▶ _The problem_
Transcribe the material word for word, but without the images.

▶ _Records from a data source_
-------------------------
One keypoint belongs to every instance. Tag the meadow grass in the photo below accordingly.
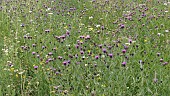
(84, 48)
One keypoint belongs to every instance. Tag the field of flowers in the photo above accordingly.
(84, 48)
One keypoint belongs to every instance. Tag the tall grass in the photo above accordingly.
(84, 47)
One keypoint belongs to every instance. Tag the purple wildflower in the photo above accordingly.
(124, 51)
(33, 53)
(35, 67)
(123, 63)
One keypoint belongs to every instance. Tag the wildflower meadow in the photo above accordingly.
(84, 48)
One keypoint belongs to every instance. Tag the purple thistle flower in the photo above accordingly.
(47, 31)
(33, 45)
(57, 73)
(122, 26)
(104, 50)
(161, 60)
(82, 52)
(59, 57)
(35, 67)
(96, 57)
(87, 37)
(123, 63)
(124, 51)
(33, 53)
(50, 53)
(43, 47)
(46, 61)
(110, 55)
(65, 63)
(165, 63)
(22, 25)
(38, 56)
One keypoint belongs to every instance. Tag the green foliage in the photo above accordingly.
(39, 55)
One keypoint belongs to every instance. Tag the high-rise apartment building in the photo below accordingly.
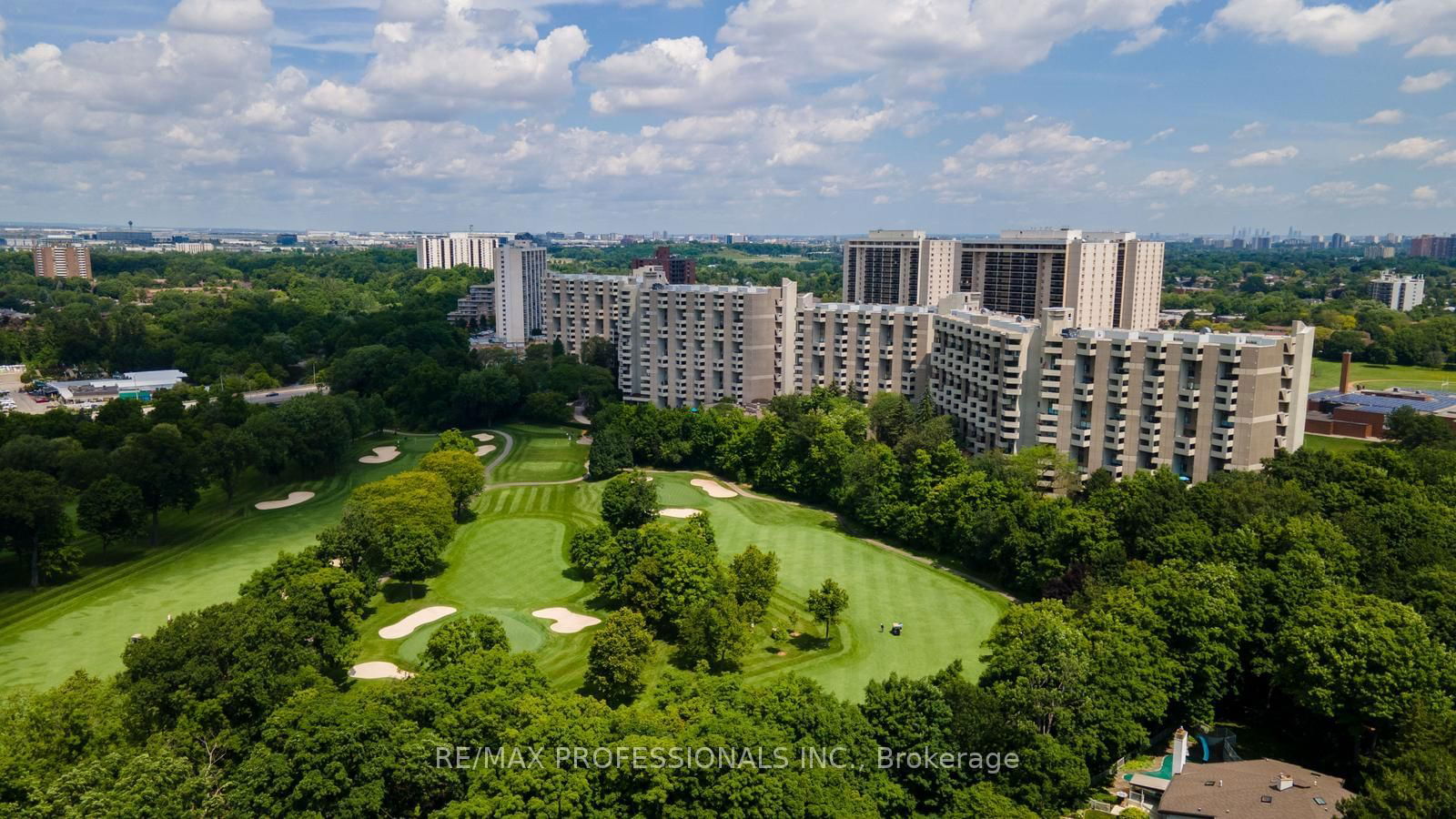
(1120, 399)
(1433, 247)
(63, 261)
(443, 252)
(1110, 280)
(899, 267)
(859, 349)
(679, 270)
(477, 308)
(521, 273)
(1398, 292)
(688, 346)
-------------------------
▶ _The answer_
One keypoint belongs to every instance. Tag the meadow grass in the photo below accordingly.
(84, 48)
One keypoint belongs to every instance. Tag the field of flowers in the photo above accordingly.
(84, 48)
One keypoint belongs to every instance. Tag the tall grass in the photo above accordingly.
(84, 47)
One keypoint belongs to every instance. Tag the purple wildflower in the photo above accordingly.
(124, 51)
(33, 53)
(35, 67)
(123, 63)
One keypoint belongs to every instance. Tag the wildflower meadow in the photo above accordingly.
(84, 48)
One keypoint belongs to every instance. Tag the purple thistle flower in the photo above accordingly.
(47, 31)
(33, 45)
(57, 73)
(122, 26)
(104, 50)
(161, 60)
(82, 52)
(59, 57)
(35, 67)
(96, 57)
(87, 37)
(123, 63)
(124, 51)
(33, 53)
(50, 53)
(43, 47)
(46, 61)
(110, 55)
(65, 63)
(165, 63)
(22, 25)
(38, 56)
One keypoint belongs to every instance. Tag the green foliage in the photo above accordingly.
(39, 55)
One keypoint belongs to every instance. Tag the high-rise apartment building in the photo below accordingly.
(1120, 399)
(1433, 247)
(63, 261)
(443, 252)
(1110, 280)
(899, 267)
(859, 349)
(679, 270)
(477, 308)
(521, 273)
(1398, 292)
(688, 346)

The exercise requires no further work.